* [What you need to do]: Every record here should be printed again exactly.

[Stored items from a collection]
+ + + + +

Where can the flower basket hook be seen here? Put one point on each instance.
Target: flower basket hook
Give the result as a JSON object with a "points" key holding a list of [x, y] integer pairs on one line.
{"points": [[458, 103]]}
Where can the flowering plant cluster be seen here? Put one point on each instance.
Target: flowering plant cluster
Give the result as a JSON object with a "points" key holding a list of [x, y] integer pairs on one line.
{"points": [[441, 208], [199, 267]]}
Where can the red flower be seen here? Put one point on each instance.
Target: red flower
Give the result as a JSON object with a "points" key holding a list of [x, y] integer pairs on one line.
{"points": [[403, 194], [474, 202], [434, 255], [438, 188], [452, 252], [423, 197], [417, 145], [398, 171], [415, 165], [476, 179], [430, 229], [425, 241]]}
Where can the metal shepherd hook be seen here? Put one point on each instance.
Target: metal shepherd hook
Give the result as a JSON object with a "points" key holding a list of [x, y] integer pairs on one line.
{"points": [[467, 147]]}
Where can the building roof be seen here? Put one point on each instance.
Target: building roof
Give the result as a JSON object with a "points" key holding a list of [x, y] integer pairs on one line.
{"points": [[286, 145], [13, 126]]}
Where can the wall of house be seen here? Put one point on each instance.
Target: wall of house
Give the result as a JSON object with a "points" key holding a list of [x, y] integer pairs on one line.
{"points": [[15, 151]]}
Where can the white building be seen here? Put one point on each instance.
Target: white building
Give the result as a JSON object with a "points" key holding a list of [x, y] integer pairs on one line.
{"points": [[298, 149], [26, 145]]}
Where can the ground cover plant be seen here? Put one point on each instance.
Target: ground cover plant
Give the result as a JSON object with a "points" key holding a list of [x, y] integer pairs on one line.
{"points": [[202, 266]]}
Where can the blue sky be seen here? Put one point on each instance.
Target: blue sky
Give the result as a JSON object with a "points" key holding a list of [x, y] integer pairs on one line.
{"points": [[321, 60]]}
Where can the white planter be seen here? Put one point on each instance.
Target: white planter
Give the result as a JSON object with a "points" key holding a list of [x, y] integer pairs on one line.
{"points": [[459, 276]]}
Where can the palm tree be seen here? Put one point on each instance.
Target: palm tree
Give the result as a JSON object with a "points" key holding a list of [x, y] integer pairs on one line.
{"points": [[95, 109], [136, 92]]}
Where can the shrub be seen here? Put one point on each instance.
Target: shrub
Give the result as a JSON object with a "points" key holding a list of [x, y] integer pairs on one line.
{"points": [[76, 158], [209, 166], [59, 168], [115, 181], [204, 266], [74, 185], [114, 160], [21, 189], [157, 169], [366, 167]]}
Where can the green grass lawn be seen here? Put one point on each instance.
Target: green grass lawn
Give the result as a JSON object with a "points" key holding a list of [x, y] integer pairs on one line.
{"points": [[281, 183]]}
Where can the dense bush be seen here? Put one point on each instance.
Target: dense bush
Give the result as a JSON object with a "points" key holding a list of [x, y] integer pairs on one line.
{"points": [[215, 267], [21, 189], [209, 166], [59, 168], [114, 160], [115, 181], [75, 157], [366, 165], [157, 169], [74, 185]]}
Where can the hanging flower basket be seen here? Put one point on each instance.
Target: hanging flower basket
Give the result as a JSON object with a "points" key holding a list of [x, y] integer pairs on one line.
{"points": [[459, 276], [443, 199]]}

+ + + + +

* [Exercise output]:
Where can the flower basket hook be seen here? Put one point on each instance.
Target: flower basket hook
Give the result as a JSON object with a "points" key holding a list of [x, y] integer pairs on one line.
{"points": [[458, 103]]}
Where can the flowering plant cluster be seen here? Put one point on each instance.
Target: flowering plant cluster
Give the result as a JSON object with a "points" key holding a list of [x, y] integer pairs on one line.
{"points": [[441, 208], [199, 267]]}
Where can the red flower be seen here? Put one point on each instance.
Target: red flower
Give the result as a JSON object with a "points" key holding a list of [x, y] integer pairs on one line.
{"points": [[403, 194], [474, 202], [434, 255], [438, 188], [452, 252], [423, 197], [417, 145], [398, 171], [415, 165], [476, 179], [430, 229], [425, 241]]}
Where can the metal shepherd hook be seen here? Put one point on each instance.
Target: metal shepherd hook
Give the result as a JSON object with a "points" key holding a list of [x, y] integer pairs on one line.
{"points": [[467, 147]]}
Where can the building roof be seen here? Put one point on each instance.
Target: building roof
Give the result as a JSON object with a "points" key holding a list of [x, y] integer pairs on one line.
{"points": [[286, 145], [13, 126]]}
Where can the wall of house be seen here? Put one point on each instance.
Target: wall of house
Give the result as a JSON object with a "points" key holding a list of [x, y] integer pairs on one line.
{"points": [[15, 151]]}
Where can the white building be seen here? Put one point on each instance.
Target: white building
Give the result as a JSON object with a "points" key holding a list of [x, y] integer pairs on one line.
{"points": [[298, 149], [26, 145]]}
Where can the ground cover plant be seen here? Put one point on each instance.
Target: ground cover plant
Give the result as a JSON object with a "points" key holding a list of [x, y] integer pairs on one line.
{"points": [[202, 266]]}
Where can the blue sky be seen here? Put one point on each instance.
Target: blue sky
Give the result as a JSON object with a "points" key holding a list of [x, y] integer pairs on one line.
{"points": [[321, 60]]}
Where can the white planter be seen here? Put one point on each instance.
Target: white planter
Give the result as a JSON object with a "points" key holding a list of [x, y] integer pairs on one line.
{"points": [[459, 276]]}
Where can the palm tree be seen here? Put one point on each instance.
Target: palm tree
Give the result as a JSON object with a "points" key holding a list of [x, y] integer pairs on one line.
{"points": [[95, 109], [136, 92]]}
Where can the shrub be seen here? Put one point on each instance.
Target: shrub
Give the result as a JSON object with a "points" key holding a list of [x, y] integer pairs on one line.
{"points": [[76, 158], [209, 166], [59, 168], [115, 181], [204, 266], [74, 185], [114, 160], [21, 189], [157, 169], [366, 167]]}
Where can the green grass lawn be seen here? Put one point on each instance.
Target: green grass lawn
Give the result as a JSON object with a "points" key holding a list of [x, y] integer pairs on one line.
{"points": [[281, 183]]}
Where can the dense bush be seen here? Put one point on each instance.
Target: dense bush
Give the result as a JSON object with a "points" key holding a list of [x, y] integer pairs on one line.
{"points": [[215, 267], [21, 189], [209, 166], [59, 168], [114, 160], [115, 181], [75, 157], [366, 165], [157, 169], [74, 185]]}
Where can the hanging flower basket be seen here? Put one point on each instance.
Target: hanging flower basket
Give the result as a JSON object with a "points" key holding a list of [x, y] integer pairs on one line.
{"points": [[459, 276], [443, 199]]}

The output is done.